§ Text extract

0


I have a html format file with all sorts of data, I need to extract from it certain pairs of (id, title). To do this I wrote an regEx that seems to work fine in regEx online tester.
File from where I need to extract data:

<g id="node841" class="cond_node"><title>SR_AUD_Nbest_List_PlaylistPlayPlaylist_cond</title>
<g id="node842" class="prompt_node"><title>SR_AUD_Nbest_List_PlaylistPlayPlaylist_prompt</title>
<g id="edge841" class="edge"><title>SR_AUD_Nbest_List_PlaylistPlayPlaylist_cond&#45;&gt;SR_AUD_Nbest_List_PlaylistPlayPlaylist_prompt</title>
<g id="node848" class="node"><title>SR_AUD_Main_link_51</title>
<g id="node841" class="prompt_node"><title>SR_AUD_Nbest_List_PlaylistPlayPlaylist_prompt</title>
<g id="node841" class="cmd_node"><title>SR_AUD_Nbest_List_PlaylistPlayPlaylist_cmd</title>
<g id="node856" class="exit_node"><title>EXIT_63</title>
<g id="node860" class="node"><title>SR_AUD_ConfirmNAPlayPlaylistName_NotAvailable_3</title>
<g id="node860" class="node"><title>SR_AUD_ConfirmNAPlayPlaylistName_NotAvailable_4</title><title>SR_AUD_ConfirmNAPlayPlaylistName_NotAvailable_3</title>

With this regEx:

(<g\sid="\w+"\s+class="node">+.{1,})(?!.+(_cmd|_cond|_prompt|EXIT))

I am extracting entire lines with the above conditions.
The python script that uses the file and the regEx to extract those specific lines:

result = re.search(r'(id="\w+"\s+class="node">+.{1,})(?!.+(_cmd|_cond|_prompt|EXIT))', svg)

But the problem is that result only contains 1 pair of data (only for node id 848) separated by "space char" not the entire list of lines that will be extracted with the regEx.

§ Stored rows
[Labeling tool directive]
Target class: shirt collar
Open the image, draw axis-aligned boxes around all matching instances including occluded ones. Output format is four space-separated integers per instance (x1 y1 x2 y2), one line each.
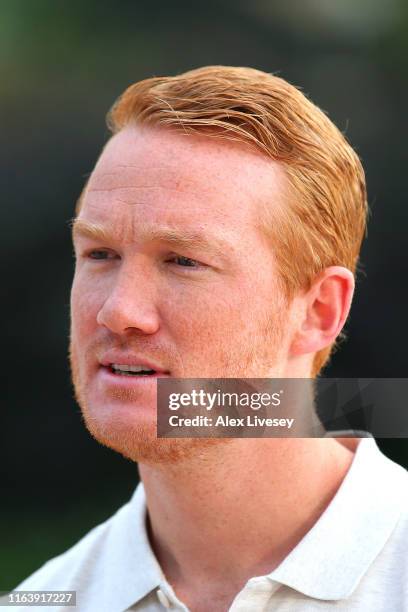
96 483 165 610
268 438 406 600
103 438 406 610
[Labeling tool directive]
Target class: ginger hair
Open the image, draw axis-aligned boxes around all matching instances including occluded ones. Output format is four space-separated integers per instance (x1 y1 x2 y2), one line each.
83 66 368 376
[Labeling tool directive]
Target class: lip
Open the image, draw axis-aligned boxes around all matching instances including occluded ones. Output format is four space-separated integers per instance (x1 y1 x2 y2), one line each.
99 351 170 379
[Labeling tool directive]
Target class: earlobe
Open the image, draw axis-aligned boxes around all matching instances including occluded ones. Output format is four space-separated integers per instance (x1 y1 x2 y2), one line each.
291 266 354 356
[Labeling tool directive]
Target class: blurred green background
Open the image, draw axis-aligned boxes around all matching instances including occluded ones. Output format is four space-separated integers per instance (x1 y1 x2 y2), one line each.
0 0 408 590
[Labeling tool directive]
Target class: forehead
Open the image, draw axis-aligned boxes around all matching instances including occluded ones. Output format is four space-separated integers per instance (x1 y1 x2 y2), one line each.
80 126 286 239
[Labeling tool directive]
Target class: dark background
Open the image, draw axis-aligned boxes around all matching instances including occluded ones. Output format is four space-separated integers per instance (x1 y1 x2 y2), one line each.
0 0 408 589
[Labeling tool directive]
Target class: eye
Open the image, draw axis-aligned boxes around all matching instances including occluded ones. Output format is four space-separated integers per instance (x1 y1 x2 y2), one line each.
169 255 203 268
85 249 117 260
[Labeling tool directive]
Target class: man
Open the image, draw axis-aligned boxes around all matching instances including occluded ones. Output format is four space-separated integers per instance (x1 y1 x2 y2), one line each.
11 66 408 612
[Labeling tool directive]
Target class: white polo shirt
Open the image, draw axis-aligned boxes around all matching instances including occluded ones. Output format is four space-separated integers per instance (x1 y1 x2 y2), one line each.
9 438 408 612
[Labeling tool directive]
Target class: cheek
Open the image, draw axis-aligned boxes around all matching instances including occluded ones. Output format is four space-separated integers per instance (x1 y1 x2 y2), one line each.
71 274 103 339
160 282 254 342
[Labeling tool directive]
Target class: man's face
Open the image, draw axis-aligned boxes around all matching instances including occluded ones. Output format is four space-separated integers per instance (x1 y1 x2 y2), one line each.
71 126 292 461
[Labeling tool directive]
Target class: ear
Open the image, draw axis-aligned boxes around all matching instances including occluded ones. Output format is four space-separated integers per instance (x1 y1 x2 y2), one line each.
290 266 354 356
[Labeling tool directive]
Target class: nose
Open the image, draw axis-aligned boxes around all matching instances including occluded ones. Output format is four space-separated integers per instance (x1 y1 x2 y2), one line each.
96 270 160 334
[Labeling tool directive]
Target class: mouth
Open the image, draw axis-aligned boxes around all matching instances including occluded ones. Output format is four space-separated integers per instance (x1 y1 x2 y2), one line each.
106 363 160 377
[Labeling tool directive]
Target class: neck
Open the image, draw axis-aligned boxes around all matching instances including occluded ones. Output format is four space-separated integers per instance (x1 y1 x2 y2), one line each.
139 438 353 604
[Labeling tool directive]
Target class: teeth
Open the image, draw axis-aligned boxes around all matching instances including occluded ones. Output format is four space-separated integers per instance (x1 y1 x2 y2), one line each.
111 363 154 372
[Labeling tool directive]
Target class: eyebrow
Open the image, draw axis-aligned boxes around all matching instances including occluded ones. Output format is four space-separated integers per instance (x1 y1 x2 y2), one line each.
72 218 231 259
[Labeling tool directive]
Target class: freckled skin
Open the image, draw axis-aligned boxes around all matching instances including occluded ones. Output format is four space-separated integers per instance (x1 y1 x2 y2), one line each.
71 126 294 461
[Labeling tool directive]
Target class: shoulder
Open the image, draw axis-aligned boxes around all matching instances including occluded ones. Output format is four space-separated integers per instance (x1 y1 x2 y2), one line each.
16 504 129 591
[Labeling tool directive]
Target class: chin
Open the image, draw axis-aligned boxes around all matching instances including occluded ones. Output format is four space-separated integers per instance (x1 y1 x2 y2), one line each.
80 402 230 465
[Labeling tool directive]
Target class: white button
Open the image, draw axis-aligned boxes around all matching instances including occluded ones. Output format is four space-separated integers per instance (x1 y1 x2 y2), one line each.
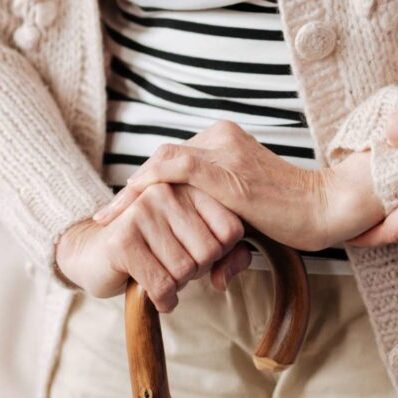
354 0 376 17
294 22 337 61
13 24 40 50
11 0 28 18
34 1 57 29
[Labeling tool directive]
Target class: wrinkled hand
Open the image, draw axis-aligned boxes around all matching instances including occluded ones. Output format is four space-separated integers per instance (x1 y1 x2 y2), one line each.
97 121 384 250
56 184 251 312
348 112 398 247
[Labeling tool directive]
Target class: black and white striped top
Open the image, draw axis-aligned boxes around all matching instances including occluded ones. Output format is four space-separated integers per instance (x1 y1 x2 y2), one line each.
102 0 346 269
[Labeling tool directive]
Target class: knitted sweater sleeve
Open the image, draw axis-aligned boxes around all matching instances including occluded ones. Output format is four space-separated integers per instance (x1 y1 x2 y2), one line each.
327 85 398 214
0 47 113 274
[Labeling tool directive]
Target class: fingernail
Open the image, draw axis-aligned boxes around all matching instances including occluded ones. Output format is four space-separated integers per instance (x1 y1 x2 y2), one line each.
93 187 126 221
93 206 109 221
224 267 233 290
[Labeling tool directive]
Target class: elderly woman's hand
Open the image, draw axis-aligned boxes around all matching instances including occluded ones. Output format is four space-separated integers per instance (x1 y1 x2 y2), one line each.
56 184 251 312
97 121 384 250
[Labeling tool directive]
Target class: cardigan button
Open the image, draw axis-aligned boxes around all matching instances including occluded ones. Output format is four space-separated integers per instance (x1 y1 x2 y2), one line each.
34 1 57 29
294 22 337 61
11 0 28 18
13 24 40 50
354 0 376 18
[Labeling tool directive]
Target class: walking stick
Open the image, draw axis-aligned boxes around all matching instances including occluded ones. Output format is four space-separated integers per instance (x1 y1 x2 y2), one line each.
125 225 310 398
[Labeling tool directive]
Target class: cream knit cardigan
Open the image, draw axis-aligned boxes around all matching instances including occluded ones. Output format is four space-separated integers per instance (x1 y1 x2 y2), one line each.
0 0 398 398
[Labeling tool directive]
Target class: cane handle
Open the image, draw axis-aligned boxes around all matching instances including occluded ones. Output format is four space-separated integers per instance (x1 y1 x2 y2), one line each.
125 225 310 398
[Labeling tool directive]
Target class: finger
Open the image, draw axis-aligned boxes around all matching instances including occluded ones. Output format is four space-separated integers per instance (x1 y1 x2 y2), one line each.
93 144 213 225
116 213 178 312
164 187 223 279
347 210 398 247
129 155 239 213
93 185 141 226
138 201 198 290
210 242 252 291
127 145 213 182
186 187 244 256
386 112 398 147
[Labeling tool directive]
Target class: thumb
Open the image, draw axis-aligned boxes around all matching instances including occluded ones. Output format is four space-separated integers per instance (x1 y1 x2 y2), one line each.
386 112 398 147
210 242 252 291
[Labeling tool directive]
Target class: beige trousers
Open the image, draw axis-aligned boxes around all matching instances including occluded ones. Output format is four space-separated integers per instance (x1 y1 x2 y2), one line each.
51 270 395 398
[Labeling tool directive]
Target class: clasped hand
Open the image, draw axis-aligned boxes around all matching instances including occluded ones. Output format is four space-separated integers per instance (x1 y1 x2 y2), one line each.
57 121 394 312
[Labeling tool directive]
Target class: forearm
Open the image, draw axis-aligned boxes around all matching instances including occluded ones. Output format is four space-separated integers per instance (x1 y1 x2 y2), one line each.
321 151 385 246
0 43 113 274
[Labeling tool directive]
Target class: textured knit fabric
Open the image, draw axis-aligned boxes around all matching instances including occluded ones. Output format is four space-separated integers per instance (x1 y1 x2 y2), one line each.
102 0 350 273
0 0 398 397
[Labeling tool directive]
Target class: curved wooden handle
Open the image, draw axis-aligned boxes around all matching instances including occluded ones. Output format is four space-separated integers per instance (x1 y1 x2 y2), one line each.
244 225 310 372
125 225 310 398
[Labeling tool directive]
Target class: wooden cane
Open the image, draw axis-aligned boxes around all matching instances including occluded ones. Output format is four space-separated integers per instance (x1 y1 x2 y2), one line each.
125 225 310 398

§ What is asked
Reproduce the part of the regex post above starting with "The python script" and going on through "with the regEx.".

§ Solution
The python script that uses the file and the regEx to extract those specific lines:

result = re.search(r'(id="\w+"\s+class="node">+.{1,})(?!.+(_cmd|_cond|_prompt|EXIT))', svg)

But the problem is that result only contains 1 pair of data (only for node id 848) separated by "space char" not the entire list of lines that will be extracted with the regEx.